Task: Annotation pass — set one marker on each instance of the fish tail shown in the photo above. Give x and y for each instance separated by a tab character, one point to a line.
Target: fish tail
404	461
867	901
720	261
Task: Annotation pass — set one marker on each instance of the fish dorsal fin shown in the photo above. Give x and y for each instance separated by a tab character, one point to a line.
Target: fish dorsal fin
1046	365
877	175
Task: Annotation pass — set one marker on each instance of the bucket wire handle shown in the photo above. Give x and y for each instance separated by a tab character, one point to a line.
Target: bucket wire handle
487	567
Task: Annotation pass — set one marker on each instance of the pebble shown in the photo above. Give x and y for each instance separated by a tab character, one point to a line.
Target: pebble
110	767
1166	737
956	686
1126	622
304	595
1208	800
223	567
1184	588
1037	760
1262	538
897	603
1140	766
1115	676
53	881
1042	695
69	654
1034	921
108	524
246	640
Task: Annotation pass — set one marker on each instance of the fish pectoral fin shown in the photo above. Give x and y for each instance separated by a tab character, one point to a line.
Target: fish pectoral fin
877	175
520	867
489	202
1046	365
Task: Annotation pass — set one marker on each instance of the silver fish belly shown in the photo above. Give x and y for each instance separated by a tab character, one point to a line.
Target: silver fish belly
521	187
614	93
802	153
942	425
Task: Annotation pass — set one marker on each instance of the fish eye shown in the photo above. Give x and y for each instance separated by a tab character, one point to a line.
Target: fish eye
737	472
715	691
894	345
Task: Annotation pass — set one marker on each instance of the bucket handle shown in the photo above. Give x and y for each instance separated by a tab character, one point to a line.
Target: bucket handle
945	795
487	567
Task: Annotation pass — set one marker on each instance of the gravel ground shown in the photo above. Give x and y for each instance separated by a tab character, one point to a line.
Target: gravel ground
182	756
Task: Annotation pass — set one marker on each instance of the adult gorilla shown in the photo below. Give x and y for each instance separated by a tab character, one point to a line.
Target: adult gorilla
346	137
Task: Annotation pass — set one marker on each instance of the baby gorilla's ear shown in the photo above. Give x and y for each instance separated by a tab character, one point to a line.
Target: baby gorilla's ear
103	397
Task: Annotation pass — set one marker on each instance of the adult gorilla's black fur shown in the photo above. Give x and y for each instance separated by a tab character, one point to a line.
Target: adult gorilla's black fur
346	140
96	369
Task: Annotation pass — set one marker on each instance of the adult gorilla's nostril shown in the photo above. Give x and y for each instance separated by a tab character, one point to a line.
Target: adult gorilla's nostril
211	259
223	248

+ + + +

▸ **What to produce**
Each line from the one with "of the silver" through the last line of the material is to be retyped exactly, and no other line is.

▸ **Completed task**
Task: Annotation pass — set one marker on each instance of the silver fish belly shown in the photo above. Give x and y for each instance separated by a tab character, one point to a line.
Target: silver fish belly
521	187
614	93
802	153
942	425
Task: Annotation pass — set one marker on each instance of the fish eye shown in the photo above. Give x and y for each instance separated by a tab character, one point to a line.
Target: fish eye
737	472
715	691
894	345
Task: Annotation pass — set one marker on each instance of the bucket handle shown in the photo above. Give x and y for each instance separated by a tab character, one point to a line.
Target: bucket handle
945	795
487	567
Task: Annotation pass — set one marker on each instance of the gravel ground shown in the photo above. Give x and y for each instance separated by a tab character, one point to a line.
Target: gravel ground
182	756
Task: Annotation pass — set one marker on each instance of the adult gorilla shown in the photo below. Give x and y for each instance separated by a tab character, one point to a line.
Target: adult gorilla
346	137
Task: Annotation pass — set one marker on each instance of the baby gorilla's ear shown in the photo above. Give x and y for each instance separated by a tab character, one point to a line.
Target: baby gorilla's ear
103	397
Task: Annotation pass — set one marker on each instance of the adult gorilla's black fur shown in the photo above. Give x and y for each instance separated by a tab character, one point to a line.
Target: adult gorilla's black fur
346	140
96	369
Task: Annotation pass — set one marker on each instance of the adult gorilla's nostril shown in the photo above. Give x and y for each instance separated by a tab character, one point to a line.
Target: adult gorilla's nostril
211	259
223	248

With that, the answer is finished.